- Task
Rewrite the article on Gateway's buyout of Advanced Logic between "Advanced Logic got" and "couple of years.", inclusive, replacing "business market" with "enterprise market".

- Source text
□ □ □

Irvine microcomputer maker Advanced Logic Research Inc. agreed to a $194-million, $15.50-a-share cash buyout by Gateway 2000 Inc., the nation's biggest direct marketer of personal computers, the companies said Thursday.
The acquisition will provide Gateway with a much-desired entree to the corporate market. Advanced Logic will become a wholly owned subsidiary of Gateway. Advanced Logic, though profitable now on its own, will gain the brand name, deeper pockets and distribution channels of the larger company.
Advanced Logic rose $2.125 to close at $14.125 in heavy trading on Nasdaq before activity was halted in advance of the announcement. Gateway stock closed up $1.125 at $33.125 on the New York Stock Exchange.
"Today we see a new course for increasing market share together," said Advanced Logic Chief Executive Gene Lu. "This is truly an alliance that symbolizes strength and force."
Advanced Logic's operations will remain in Irvine and Lu will stay in his current position, the firms said.
The companies said the deal might result in an expansion of the work force in Orange County.
"We plan to continue to invest in research and development in the server technology area," Gateway Chief Executive Ted Waitt said. "We will be using the ALR facility and people in the Orange County area as the basis for those investments."
The high-end servers that Advanced Logic makes are the core computers that provide the basic brains and memory for businesses' networks of desktop terminals.
Gateway, based in North Sioux City, S.D., takes orders directly from customers, builds PCs to order and ships them by mail. The firm, started by Waitt, 34, in 1985 in a farmhouse, has kept its folksy image as it has grown to more than $5 billion in sales and 10,000 employees worldwide.
But the PC business is plagued by price wars and low profit margins. Earlier this week, Gateway said it expects its second-quarter revenue to fall short of expectations. Although earnings are still expected to be comparatively healthy for the remainder of the year, the announcement heightened concerns about a slowdown in demand for computer products.
Gateway had reportedly been close to a deal to be acquired by Compaq Computer Corp. earlier this spring, but Waitt said Thursday that the company is not for sale.
Waitt has made no secret of his desire to take on the corporate market, but many observers have questioned Gateway's ability to achieve credibility in that sector. Advanced Logic provides the perfect opportunity, Waitt said.
Advanced Logic got its start in the server market in 1984 but detoured into personal desktop computers in the 1980s. It shifted back to servers and the business market about five years ago and has reported increasing profits for the last couple of years.

□ □ □

- Data listing
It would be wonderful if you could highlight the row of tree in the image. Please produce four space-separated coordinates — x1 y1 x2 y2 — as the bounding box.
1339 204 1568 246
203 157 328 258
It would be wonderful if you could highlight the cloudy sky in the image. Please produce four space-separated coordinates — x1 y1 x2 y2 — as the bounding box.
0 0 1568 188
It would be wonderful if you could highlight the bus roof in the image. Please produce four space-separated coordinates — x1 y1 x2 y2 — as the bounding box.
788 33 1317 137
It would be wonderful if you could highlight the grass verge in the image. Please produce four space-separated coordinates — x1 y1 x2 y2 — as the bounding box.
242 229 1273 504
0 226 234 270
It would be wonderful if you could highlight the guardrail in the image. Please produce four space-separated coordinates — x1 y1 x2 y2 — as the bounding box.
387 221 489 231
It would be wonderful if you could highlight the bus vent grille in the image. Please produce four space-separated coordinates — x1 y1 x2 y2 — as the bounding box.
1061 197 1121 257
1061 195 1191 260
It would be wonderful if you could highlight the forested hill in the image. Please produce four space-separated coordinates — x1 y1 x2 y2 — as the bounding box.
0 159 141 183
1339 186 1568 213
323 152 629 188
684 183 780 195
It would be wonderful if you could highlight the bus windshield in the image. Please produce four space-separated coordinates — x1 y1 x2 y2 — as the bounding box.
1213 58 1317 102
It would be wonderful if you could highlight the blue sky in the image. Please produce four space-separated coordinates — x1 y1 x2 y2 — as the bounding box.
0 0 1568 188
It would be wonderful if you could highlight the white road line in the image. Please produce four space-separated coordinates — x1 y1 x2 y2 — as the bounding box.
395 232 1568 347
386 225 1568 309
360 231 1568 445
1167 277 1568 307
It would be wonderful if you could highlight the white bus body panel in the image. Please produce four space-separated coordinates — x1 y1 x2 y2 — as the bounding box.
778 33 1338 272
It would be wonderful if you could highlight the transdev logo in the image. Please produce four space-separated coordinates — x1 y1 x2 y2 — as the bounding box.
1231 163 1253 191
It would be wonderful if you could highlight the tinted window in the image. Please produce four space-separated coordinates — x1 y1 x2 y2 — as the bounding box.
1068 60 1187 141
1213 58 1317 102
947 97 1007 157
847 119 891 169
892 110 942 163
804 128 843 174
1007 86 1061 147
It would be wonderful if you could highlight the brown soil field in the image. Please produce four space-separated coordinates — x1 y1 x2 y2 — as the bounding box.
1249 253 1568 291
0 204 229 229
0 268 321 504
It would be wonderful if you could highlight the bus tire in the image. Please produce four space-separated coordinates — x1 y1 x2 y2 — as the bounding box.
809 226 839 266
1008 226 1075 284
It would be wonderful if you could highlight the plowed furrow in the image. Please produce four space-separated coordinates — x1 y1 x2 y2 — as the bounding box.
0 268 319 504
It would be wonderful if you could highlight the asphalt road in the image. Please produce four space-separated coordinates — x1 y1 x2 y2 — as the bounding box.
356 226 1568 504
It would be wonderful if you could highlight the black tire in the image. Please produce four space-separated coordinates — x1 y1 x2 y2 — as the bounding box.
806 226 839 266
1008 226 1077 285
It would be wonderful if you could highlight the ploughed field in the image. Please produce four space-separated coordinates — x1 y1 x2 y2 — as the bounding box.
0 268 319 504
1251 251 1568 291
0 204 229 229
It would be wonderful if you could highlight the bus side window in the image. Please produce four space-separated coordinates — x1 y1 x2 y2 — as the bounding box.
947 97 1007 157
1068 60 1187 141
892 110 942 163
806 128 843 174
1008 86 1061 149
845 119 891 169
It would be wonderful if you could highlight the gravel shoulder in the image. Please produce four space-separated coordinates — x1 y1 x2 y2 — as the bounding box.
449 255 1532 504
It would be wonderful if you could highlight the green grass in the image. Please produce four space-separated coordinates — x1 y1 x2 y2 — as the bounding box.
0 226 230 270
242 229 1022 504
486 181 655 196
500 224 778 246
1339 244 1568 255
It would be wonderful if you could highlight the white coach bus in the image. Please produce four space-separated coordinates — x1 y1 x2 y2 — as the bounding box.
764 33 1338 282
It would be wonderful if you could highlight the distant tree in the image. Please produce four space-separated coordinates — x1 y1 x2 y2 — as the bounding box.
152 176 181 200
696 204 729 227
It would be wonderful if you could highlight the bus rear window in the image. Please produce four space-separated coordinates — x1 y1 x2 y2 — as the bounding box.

□ □ □

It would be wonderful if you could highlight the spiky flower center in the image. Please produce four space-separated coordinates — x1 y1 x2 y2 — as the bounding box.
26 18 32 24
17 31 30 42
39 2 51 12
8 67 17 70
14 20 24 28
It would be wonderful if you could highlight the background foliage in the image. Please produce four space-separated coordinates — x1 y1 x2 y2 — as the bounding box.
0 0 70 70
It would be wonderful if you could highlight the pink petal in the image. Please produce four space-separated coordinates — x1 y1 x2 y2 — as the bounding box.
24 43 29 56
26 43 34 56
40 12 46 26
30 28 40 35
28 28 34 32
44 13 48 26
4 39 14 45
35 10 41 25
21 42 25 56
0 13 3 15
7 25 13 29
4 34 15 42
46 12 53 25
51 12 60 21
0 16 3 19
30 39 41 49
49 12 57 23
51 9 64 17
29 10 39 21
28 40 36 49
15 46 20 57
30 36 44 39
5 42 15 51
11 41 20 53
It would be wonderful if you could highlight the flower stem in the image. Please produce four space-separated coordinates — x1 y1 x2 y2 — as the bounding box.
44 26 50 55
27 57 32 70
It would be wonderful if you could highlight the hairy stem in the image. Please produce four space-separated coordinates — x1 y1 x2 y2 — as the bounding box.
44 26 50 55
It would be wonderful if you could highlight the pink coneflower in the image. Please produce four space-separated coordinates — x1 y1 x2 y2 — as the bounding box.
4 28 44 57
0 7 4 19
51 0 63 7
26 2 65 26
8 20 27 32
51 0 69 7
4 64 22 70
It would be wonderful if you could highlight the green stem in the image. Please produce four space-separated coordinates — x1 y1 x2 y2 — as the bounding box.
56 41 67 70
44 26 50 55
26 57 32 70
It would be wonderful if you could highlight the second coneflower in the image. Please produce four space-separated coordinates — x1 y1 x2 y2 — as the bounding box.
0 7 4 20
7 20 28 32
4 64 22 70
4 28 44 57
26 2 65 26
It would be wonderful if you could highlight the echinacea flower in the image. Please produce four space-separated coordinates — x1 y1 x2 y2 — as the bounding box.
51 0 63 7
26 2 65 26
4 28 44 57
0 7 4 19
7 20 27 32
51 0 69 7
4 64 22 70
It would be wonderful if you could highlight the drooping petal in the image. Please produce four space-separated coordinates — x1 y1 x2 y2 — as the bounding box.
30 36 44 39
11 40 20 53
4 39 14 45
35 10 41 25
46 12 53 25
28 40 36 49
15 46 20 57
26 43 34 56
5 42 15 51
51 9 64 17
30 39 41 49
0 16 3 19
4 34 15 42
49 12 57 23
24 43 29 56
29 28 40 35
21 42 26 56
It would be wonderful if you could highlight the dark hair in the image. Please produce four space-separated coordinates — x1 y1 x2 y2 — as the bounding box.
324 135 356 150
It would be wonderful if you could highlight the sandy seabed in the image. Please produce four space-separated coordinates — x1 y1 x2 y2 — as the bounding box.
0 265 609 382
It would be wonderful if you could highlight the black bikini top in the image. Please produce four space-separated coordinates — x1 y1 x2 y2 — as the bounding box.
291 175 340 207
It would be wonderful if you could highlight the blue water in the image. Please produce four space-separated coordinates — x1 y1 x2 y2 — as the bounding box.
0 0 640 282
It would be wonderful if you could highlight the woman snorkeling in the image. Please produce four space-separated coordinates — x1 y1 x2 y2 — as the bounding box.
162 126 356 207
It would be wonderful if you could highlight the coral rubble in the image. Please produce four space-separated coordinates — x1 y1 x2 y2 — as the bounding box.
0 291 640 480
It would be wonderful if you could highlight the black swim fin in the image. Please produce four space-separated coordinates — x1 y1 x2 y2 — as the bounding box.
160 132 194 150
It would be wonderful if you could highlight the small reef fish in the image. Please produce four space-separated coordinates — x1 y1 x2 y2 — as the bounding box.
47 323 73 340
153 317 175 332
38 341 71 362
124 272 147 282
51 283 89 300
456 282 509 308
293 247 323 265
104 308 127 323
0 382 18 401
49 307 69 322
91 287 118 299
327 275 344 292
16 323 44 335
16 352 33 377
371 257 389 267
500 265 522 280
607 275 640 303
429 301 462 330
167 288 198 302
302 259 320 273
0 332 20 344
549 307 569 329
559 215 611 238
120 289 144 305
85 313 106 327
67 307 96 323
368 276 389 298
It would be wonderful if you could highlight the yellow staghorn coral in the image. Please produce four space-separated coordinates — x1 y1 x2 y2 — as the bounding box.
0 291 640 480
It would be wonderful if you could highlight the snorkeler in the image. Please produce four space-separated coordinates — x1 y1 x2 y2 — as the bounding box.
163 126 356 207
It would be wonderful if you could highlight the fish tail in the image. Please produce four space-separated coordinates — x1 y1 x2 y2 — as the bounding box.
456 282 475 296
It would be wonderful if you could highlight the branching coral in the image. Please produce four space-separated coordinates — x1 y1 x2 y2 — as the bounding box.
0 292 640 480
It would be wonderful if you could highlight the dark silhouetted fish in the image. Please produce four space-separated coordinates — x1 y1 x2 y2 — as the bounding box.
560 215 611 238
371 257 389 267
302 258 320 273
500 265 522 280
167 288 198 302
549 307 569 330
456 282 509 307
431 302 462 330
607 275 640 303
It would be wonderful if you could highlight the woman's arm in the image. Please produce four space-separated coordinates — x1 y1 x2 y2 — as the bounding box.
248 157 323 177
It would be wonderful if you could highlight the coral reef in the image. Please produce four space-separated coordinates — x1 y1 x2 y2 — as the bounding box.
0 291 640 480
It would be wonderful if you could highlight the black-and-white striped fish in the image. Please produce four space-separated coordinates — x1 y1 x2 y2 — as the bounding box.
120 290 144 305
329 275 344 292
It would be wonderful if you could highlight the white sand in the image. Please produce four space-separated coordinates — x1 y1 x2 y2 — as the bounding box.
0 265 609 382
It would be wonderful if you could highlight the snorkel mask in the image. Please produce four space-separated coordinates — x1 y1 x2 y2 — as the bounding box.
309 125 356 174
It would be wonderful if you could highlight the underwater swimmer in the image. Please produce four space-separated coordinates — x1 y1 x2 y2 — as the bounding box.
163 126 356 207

□ □ □

- Exercise response
Advanced Logic got its start in the server market in 1984 but detoured into personal desktop computers in the 1980s. It shifted back to servers and the enterprise market about five years ago and has reported increasing profits for the last couple of years.